(DOCUMENT EXTRACT)
# # # #

How We Got Here (32)

June 20, 2014


Like John F. Kennedy later, Franklin Roosevelt was more than an American politician and statesman. Something in his demeanor and what he was thought to stand for caught people’s imagination. They invested hope in him. When he died, the crowds in England stood stunned, or wept, and felt as bereaved as if they had lost a member of their own family – and this was before television brought moving, talking images into the home. If they felt they knew Roosevelt, it was from the movie newsreels, and from the newspapers and radios, and from the feeling that they had that he had been the friend of the things they believed in, and had, therefore, been a friend to them. Wilson, as we shall see, was popular for a while, and the common people put their trust in him. But Roosevelt caught their imagination and their affection and their trust as no American had done since Lincoln, and none would do again until Kennedy, and perhaps Eisenhower.

For one thing, there was the spectacle of his fighting the good fight against the forces of reaction, as he set Congress to restructuring the American political landscape. Regulation of the stock market, of the banking industry, of monopolies, of so many aspects of what had been until then a comfortable club making its own rules to suit itself. And there was his personal struggle to overcome the polio that had struck him down before he was 40, turning a tall, athletic, vigorous young patrician into a wheelchair-bound cripple. He had fought his way back from paralysis, finding and developing Warm Springs, Georgia, as a hospital for the similarly afflicted. (Remember the March of Dimes? That was a Roosevelt conception, organized not only for research into the cure of polio but specifically to support Warm Springs.)

# # # #

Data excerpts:

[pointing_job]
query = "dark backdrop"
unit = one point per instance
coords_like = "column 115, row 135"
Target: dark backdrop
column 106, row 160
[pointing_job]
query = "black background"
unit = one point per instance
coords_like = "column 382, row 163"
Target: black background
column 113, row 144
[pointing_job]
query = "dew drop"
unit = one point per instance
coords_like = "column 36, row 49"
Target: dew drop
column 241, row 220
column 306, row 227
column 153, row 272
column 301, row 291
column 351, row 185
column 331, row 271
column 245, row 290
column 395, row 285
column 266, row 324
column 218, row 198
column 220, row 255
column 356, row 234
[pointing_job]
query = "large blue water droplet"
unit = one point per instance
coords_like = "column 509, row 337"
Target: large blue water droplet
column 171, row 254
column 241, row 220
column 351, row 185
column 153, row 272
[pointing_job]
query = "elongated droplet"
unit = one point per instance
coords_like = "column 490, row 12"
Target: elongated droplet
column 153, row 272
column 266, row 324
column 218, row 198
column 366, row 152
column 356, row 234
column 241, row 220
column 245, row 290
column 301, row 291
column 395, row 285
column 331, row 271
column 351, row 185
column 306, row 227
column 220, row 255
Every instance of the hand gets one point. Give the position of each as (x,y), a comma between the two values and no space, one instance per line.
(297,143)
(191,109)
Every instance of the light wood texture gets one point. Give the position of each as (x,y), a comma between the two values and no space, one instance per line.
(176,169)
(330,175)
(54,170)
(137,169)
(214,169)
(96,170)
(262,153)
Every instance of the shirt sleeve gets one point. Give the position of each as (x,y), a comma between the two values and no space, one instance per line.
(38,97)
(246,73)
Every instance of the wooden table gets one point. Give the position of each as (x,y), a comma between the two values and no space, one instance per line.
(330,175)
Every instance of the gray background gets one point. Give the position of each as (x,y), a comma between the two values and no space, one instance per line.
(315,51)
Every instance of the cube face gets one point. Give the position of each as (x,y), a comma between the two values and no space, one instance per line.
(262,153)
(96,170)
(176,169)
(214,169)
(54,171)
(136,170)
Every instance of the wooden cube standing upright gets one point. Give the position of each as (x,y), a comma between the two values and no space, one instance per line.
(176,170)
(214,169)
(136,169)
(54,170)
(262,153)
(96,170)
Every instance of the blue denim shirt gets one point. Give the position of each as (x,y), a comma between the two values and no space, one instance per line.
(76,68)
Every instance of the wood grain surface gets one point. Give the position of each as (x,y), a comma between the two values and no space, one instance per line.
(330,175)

# # # #

(PROBLEM)
Pick up the piece about Franklin Roosevelt after its last sentence and keep writing it. You can leave the lines above out of your work.

(ANSWER SECTION)
And, more than anything else, perhaps, Roosevelt was revered as the linchpin of American assistance to those fighting the Axis powers. Though he dared not intervene in Spain, he was soon intervening to the edge of the law and beyond it, to weaken Hitler and strengthen the Allies. Lend-Lease, American patrols of the Western Atlantic, the Atlantic Charter, and always his encouragement of coalitions of powers against the Nazis. No less than Churchill – and even more important, because leading the only country that could defeat Germany – he was the father figure many a European leaned on.

Another American icon appeared in the years before the war, before Roosevelt, before the Great Depression, while the twenties were still roaring. He was a shy, modest 25-year-old boy, and he electrified the world with one 33-hour-long feat of skill, luck and endurance.